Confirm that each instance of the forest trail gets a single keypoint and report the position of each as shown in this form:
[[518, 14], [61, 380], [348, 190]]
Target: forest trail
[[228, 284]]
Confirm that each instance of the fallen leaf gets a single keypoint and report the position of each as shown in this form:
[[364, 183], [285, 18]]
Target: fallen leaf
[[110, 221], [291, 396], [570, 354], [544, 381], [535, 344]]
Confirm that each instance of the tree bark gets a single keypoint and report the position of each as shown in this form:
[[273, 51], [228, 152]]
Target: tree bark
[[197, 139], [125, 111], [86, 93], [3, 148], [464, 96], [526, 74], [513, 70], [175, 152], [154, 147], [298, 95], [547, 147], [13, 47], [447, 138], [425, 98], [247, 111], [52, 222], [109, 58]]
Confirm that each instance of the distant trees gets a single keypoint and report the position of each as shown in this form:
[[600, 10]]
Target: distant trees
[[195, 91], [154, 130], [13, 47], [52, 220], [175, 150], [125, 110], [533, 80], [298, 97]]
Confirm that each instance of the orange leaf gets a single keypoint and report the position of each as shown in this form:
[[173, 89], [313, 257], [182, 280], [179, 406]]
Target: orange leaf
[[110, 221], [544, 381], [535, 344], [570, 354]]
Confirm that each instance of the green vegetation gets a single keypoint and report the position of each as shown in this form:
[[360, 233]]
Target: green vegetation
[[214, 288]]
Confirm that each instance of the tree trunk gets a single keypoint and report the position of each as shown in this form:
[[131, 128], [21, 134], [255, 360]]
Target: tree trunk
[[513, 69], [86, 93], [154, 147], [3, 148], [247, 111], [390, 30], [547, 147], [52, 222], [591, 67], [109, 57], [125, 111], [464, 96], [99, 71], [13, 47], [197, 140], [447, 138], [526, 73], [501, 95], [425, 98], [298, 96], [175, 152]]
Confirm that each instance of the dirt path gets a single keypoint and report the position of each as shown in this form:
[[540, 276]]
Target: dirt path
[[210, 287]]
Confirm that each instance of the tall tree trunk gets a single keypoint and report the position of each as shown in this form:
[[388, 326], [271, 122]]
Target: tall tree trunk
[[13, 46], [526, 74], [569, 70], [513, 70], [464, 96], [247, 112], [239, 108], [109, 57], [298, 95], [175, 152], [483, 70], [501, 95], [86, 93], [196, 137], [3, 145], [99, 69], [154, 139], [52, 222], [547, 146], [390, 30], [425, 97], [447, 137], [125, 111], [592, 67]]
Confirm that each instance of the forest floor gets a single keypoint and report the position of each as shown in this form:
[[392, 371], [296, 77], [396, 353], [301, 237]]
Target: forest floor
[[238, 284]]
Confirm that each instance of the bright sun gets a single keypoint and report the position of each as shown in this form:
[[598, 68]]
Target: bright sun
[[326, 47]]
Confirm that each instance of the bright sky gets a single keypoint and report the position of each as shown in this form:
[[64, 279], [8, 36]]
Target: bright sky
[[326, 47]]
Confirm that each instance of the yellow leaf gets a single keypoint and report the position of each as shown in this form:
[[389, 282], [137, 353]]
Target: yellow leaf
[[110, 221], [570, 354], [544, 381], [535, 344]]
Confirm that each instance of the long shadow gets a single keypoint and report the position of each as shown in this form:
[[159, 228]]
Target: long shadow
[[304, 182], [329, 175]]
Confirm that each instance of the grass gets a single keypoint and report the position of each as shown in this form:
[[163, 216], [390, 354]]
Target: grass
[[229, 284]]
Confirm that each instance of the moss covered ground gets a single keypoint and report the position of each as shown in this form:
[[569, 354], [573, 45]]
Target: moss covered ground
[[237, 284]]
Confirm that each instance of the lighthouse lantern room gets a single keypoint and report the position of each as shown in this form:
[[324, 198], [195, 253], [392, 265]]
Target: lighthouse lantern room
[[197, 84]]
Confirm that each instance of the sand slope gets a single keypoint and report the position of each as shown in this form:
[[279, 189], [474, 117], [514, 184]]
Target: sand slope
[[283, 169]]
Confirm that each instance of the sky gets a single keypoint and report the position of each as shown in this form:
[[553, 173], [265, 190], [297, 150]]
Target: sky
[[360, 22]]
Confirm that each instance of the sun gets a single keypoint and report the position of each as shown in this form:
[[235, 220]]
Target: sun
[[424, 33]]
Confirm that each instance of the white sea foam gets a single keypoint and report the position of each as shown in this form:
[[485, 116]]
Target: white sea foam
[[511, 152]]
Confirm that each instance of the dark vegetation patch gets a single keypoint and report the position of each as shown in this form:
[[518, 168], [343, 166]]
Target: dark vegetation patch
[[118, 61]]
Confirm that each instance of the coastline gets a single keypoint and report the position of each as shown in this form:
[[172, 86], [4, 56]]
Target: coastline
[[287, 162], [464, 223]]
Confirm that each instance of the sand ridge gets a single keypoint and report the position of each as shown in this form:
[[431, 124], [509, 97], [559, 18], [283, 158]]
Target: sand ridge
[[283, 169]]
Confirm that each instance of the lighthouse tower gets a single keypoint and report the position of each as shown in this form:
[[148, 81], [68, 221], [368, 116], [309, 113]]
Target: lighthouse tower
-*-
◆ **Exercise**
Reproduce the part of the material that opens with the line containing "Confirm that each instance of the grass" and closes with the line containing "[[197, 84]]", renaming "moss covered ground" to "mossy ground" wherever it occurs and changing nothing else. Return only those lines.

◆ **Response to the task**
Confirm that each instance of the grass gets a single keypoint and report the position of each as shown in this form:
[[163, 216], [390, 354]]
Target: grass
[[229, 284]]
Confirm that each instance of the mossy ground gets a single keypoint and report the position of each as shown in this form:
[[569, 354], [573, 45]]
Target: mossy ground
[[237, 284]]
Confirm that each instance of the lighthouse lantern room gets a single keypoint and report the position of each as shown in this form:
[[324, 198], [195, 253], [392, 265]]
Target: lighthouse lantern room
[[197, 84]]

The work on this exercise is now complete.